• Exercise goal
Return the full listing exactly as it is written.

***** Given entries

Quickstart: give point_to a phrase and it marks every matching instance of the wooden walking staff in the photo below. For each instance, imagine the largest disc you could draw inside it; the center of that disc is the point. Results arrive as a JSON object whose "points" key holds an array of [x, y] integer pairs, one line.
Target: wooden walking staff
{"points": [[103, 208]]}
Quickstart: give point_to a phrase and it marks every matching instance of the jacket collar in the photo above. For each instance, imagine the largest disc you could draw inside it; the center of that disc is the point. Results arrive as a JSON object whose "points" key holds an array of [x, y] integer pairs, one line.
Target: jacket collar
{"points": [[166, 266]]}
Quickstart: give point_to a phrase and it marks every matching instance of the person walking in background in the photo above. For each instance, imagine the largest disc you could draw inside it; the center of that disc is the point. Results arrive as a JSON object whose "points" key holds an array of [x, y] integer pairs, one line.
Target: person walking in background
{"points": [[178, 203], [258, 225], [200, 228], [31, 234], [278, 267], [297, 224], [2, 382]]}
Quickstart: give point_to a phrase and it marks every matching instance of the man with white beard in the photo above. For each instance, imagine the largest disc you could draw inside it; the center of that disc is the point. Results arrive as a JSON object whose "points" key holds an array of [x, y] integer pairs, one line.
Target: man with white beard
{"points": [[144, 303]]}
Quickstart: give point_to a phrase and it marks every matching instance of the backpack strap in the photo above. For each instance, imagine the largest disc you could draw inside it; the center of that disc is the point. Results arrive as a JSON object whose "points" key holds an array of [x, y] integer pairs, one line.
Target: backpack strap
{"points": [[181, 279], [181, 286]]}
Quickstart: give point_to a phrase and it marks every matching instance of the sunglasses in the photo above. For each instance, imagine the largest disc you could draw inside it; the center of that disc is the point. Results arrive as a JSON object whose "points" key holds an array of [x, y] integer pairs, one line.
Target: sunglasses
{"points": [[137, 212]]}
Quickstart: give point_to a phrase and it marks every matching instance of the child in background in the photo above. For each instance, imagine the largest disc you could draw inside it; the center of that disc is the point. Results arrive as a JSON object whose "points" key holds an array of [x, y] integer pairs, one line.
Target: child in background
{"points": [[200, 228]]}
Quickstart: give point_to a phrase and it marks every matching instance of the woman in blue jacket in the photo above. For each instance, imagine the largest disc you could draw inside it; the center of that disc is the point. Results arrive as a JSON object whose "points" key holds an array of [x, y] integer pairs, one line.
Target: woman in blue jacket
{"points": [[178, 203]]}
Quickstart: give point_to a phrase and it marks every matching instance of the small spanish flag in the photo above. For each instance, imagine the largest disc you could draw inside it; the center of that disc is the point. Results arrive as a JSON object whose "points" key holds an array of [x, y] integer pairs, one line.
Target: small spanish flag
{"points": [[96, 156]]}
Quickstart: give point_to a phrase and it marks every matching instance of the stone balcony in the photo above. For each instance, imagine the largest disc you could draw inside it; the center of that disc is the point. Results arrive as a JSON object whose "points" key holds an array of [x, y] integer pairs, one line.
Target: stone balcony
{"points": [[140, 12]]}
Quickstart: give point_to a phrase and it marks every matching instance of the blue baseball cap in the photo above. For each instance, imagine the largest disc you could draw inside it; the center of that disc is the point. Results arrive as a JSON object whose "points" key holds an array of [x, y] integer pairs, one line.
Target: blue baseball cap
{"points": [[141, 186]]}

**********

• Your solution
Quickstart: give point_to a phrase and it marks every matching instance of the wooden walking staff in the photo below. For each instance, imagine the largest disc you could draw inside it; the center of that disc is the point. Results arrive as a JSON object whose "points" key holds an array of [x, y] integer pairs, one line.
Target: wooden walking staff
{"points": [[103, 208]]}
Quickstart: give point_to a phrase and it marks every matching instance of the jacket collar in the photo above. For each instance, imagine the largest disc you could draw inside it; the center of that disc is the point. Results arrive as a JSON object whose "points" key holds an array of [x, y] integer pairs, one line.
Target: jacket collar
{"points": [[166, 266]]}
Quickstart: give point_to a phrase and it marks every matching instance of the person walking in background in the photo above. For each instance, imagine the largest disc you could draw inside it; the center of that disc is the point. Results arrive as a JSON object whose "points" key holds an array of [x, y] integer pairs, one line.
Target: person walking in background
{"points": [[178, 203], [258, 225], [200, 228], [31, 234], [278, 267], [297, 224], [2, 382]]}
Quickstart: give point_to a phrase and it marks every matching instance of the man with white beard in the photo above. For each instance, imagine the largest disc you could draw inside it; the center of that disc is the point. Results arrive as a JSON object whose "points" key holds an array of [x, y] integer pairs, one line.
Target: man with white beard
{"points": [[144, 303]]}
Quickstart: give point_to a phrase and it marks every matching instance of the backpack strap in the photo above. For each instance, imagine the largest disc you could draw inside it; the center of that disc is the point. Results arrive as a JSON object whose "points" key holds an array of [x, y] integer pairs, one line.
Target: backpack strap
{"points": [[181, 279], [181, 286]]}
Quickstart: give point_to a phrase and it marks every matching instance of the sunglasses in the photo above. For each instance, imagine the largest disc you could draw inside it; the center of that disc is the point. Results arrive as a JSON object whose "points" key holds an array of [x, y] integer pairs, one line.
Target: sunglasses
{"points": [[137, 212]]}
Quickstart: give point_to a phrase and it marks every matching instance of the child in background in the photo above. For each instance, imagine the largest disc you could draw inside it; the center of that disc is the point. Results arrive as a JSON object whose "points" key holds an array of [x, y] integer pairs, one line.
Target: child in background
{"points": [[200, 228]]}
Quickstart: give point_to a phrase and it marks every matching instance of the woman in blue jacket in the photo above. For each instance, imagine the largest disc you could draw inside it; the center of that disc is the point. Results arrive as a JSON object whose "points" key holds an array of [x, y] integer pairs, one line.
Target: woman in blue jacket
{"points": [[178, 203]]}
Quickstart: give point_to a phrase and it marks every matching instance of the small spanish flag in the photo above. For each instance, imagine the largest disc you could draw inside it; the center of that disc is the point. Results arrive as a JSON object whose "points" key holds an array of [x, y] integer pairs, one line.
Target: small spanish flag
{"points": [[96, 156]]}
Quickstart: give point_to a phrase and it marks every matching instance of the stone balcony in the photo above. For each instance, imagine the largest disc you could draw inside it; the center of that disc is the point. Results arrive as a JSON object whose "points" key holds an array of [x, y] integer pairs, one line.
Target: stone balcony
{"points": [[140, 12]]}
Quickstart: give point_to a phrase and it marks every matching instance of the blue baseball cap in the photo above. For each instance, imagine the largest disc you could draw inside it; the center of that disc is the point. Results arrive as a JSON object whose "points" key holds an array of [x, y] integer pairs, one line.
Target: blue baseball cap
{"points": [[141, 186]]}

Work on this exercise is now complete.